Start PROVIDED INFORMATION

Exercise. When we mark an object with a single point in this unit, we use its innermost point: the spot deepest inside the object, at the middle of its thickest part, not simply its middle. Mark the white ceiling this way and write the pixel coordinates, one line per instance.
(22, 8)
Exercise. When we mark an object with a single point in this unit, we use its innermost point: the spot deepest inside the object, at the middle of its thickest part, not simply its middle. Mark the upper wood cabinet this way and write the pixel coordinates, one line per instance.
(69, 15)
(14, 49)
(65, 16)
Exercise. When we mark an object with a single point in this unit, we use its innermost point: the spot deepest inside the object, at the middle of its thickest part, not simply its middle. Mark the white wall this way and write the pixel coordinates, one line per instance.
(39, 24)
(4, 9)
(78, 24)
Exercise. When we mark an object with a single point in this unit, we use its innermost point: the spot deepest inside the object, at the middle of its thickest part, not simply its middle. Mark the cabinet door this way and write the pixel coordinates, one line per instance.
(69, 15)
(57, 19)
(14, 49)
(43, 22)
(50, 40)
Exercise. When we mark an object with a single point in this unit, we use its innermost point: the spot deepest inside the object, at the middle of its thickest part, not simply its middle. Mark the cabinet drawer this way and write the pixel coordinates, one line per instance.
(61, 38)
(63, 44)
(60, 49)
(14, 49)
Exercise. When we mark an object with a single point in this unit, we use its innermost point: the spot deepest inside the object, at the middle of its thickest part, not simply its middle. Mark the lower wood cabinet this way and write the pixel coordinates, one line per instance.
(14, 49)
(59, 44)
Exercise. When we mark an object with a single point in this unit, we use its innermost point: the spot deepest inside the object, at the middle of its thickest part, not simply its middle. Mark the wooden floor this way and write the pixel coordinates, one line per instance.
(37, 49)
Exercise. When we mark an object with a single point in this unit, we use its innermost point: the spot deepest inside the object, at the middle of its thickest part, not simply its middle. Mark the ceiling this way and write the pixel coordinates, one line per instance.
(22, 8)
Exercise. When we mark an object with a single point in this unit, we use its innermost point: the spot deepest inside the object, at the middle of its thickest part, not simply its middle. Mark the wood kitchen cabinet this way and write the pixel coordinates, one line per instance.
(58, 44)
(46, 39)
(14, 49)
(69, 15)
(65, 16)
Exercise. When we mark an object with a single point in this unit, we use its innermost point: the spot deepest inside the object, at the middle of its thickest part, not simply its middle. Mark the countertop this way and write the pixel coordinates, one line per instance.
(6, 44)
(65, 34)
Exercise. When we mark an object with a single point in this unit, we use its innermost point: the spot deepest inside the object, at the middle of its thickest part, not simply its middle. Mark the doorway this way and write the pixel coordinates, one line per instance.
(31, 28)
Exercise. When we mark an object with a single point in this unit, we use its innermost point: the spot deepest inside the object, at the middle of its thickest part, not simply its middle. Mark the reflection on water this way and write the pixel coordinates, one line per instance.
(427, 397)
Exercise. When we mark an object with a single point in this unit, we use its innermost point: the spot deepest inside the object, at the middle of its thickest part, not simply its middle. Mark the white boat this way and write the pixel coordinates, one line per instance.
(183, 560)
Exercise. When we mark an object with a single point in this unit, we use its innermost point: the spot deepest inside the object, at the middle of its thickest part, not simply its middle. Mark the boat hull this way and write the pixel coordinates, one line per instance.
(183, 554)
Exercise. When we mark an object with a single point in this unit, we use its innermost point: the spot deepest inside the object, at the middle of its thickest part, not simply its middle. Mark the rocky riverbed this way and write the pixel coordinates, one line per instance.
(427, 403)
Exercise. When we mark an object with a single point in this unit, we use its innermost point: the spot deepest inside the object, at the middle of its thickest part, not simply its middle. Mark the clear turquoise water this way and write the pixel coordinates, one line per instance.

End PROVIDED INFORMATION

> [TASK STATEMENT]:
Give again only the lines starting at the one that contains "Mark the doorway" and running to the end of the data.

> [ANSWER TO THE PROBLEM]:
Exercise. When we mark an object with a single point in this unit, we use its innermost point: the spot deepest inside the object, at the middle of its thickest part, not simply its middle. Mark the doorway this way and write the pixel coordinates, one line per instance.
(31, 28)
Exercise. When we mark an object with a single point in this unit, we use its innermost point: the spot deepest inside the object, at the middle of its thickest part, not simply its middle. Mark the reflection on water this way and write the pixel coordinates, one line per instance.
(427, 397)
Exercise. When we mark an object with a single point in this unit, we use its innermost point: the spot deepest inside the object, at the middle of its thickest part, not simply its middle. Mark the white boat this way and write the pixel coordinates, one line per instance.
(183, 560)
Exercise. When we mark an object with a single point in this unit, we use its innermost point: the spot deepest inside the object, at the middle of its thickest part, not simply its middle. Mark the boat hull this way and write the pixel coordinates, one line per instance.
(183, 554)
Exercise. When we mark an object with a single point in this unit, we use its innermost point: the spot deepest inside the object, at the middle of its thickest part, not simply its middle. Mark the rocky riverbed this way and write the pixel coordinates, one line per instance.
(427, 403)
Exercise. When we mark an object with a single point in this unit, we use its innermost point: the spot deepest inside the object, at the middle of its thickest part, not simply its middle. Mark the clear turquoise water this way and write the pixel coordinates, one line per instance.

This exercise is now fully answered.